Problem: Set every record down verbatim and omit the pictures.

Input for this task:
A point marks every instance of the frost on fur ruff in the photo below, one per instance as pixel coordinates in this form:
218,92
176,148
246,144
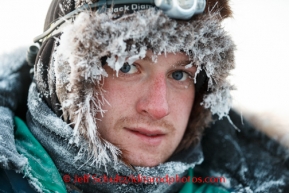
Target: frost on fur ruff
93,36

Worked solution:
A point marks every instance of the frost on fur ruff in the photo below, one per instance as pixel coordinates in this form:
218,92
176,148
246,144
Target: frost on fur ruff
93,36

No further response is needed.